Consegna
Inserisci in una lista JSON di stringhe tutte le righe dei record seguenti, una stringa per riga, saltando le righe vuote. Lascia fuori le immagini.

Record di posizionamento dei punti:
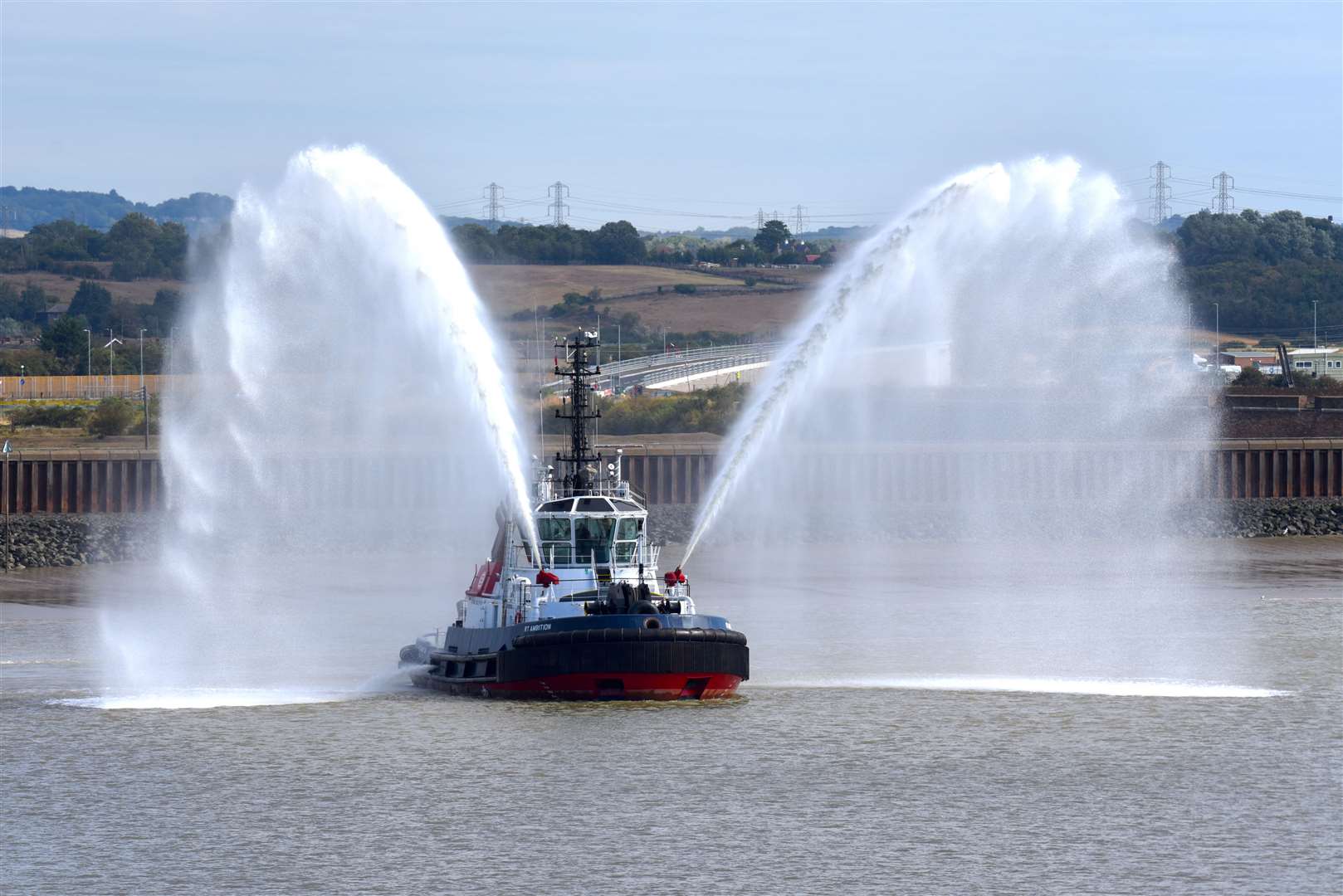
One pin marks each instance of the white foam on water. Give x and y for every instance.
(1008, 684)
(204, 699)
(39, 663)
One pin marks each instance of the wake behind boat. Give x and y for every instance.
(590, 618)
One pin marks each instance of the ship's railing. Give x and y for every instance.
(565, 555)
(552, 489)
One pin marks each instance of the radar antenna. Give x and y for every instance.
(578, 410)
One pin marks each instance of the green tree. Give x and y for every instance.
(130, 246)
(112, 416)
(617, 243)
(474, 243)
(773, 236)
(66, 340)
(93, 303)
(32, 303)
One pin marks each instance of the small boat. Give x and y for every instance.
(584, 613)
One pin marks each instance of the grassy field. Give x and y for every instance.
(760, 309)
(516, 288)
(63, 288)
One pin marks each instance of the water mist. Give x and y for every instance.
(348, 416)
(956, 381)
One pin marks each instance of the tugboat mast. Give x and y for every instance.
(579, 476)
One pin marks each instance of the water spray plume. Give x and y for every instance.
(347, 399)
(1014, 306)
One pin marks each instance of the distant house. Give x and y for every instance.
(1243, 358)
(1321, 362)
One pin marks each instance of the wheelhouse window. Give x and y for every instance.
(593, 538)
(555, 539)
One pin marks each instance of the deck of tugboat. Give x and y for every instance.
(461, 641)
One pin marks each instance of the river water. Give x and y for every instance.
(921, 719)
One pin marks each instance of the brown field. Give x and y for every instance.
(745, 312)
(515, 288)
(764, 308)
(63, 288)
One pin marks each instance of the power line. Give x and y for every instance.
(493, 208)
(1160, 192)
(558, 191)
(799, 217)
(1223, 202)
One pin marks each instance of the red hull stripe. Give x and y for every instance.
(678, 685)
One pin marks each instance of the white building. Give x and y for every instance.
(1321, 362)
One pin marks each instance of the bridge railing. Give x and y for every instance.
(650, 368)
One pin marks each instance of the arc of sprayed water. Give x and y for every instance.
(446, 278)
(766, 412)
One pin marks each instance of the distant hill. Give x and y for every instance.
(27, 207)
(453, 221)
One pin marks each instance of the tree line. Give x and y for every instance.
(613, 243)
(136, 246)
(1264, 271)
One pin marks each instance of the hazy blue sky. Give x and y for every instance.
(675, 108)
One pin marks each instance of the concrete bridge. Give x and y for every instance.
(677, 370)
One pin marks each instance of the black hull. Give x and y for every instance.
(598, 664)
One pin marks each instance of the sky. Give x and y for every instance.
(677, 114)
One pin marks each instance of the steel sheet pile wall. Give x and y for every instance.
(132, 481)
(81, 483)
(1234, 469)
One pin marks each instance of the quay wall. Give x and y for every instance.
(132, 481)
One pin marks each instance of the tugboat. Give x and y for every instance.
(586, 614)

Risultato
[
  "One pin marks each instance of the white foam on water. Give x and y for every instance.",
  "(1008, 684)",
  "(204, 699)",
  "(39, 663)",
  "One pin marks each instance of the wake behind boat. Give x and y for every instance.",
  "(590, 618)",
  "One pin marks each instance of the ship's railing. Give x and y for every instance.",
  "(565, 555)",
  "(552, 489)",
  "One pin marks each instance of the radar antenna. Give x and y for every instance.",
  "(578, 410)",
  "One pin marks each instance of the green tree. Give x and y for every instance.",
  "(130, 246)",
  "(112, 416)",
  "(617, 243)",
  "(474, 243)",
  "(773, 236)",
  "(66, 340)",
  "(93, 303)",
  "(32, 303)",
  "One pin marks each instance of the small boat. Give x and y for every instance.",
  "(584, 613)",
  "One pin marks each instance of the grassy field. Give x and y for every instance.",
  "(760, 309)",
  "(516, 288)",
  "(63, 288)",
  "One pin marks each instance of the water mist. Give x and y for every instance.",
  "(348, 416)",
  "(956, 381)",
  "One pin marks each instance of the tugboat mast. Give x and y for every instance.",
  "(579, 476)",
  "One pin marks each instance of the water spray plume. Give x and y for every instance.",
  "(347, 399)",
  "(1014, 306)",
  "One pin marks each instance of the distant house. Give x and y for every instance.",
  "(1243, 358)",
  "(1321, 362)",
  "One pin marks each instance of the wheelhouse window. Give x and y for every instance.",
  "(593, 538)",
  "(555, 539)",
  "One pin marks each instance of the deck of tugboat. Give x and y for every instance.",
  "(461, 641)",
  "One pin marks each instance of the river water. Give x and y for every instance.",
  "(921, 719)",
  "One pin marks each instance of the brown field. Give x and y for every instance.",
  "(745, 312)",
  "(515, 288)",
  "(764, 308)",
  "(63, 288)",
  "One pin marks each instance of the power line. Give x and y for every instance.",
  "(493, 208)",
  "(1160, 192)",
  "(558, 191)",
  "(799, 217)",
  "(1223, 202)",
  "One pin marks each instance of the red hull stripe. Give x and y for every instance.",
  "(678, 685)",
  "One pin marks each instance of the white building. Give x and y for every instance.",
  "(1321, 362)",
  "One pin marks each instance of the bridge railing. Give x and y for every instance.",
  "(650, 368)",
  "One pin marks each instance of the arc of sprayed water. Give x and y for every instance.",
  "(446, 278)",
  "(766, 412)",
  "One pin marks each instance of the distant hill. Give x and y for every instance.",
  "(27, 207)",
  "(453, 221)",
  "One pin marks each instance of the tree line. Give x and y for every instance.",
  "(613, 243)",
  "(136, 246)",
  "(1264, 271)",
  "One pin marks each instance of the hazy blue sky. Give x and y for every instance.",
  "(675, 108)",
  "One pin marks each instance of the concrete bridge. Give x and y for every instance.",
  "(677, 370)",
  "One pin marks each instance of the black hull. Give x and y for every instance.",
  "(598, 664)",
  "One pin marks each instance of the sky. Give x and y for every instance.",
  "(677, 114)",
  "One pin marks each instance of the steel sheet pile wall. Give x and y for every instance.",
  "(132, 481)",
  "(81, 483)",
  "(1234, 469)",
  "One pin marks each instance of the quay wall. Give x and y for every instance.",
  "(132, 481)",
  "One pin marks each instance of the tugboat. Give x and y for every instance.",
  "(586, 614)"
]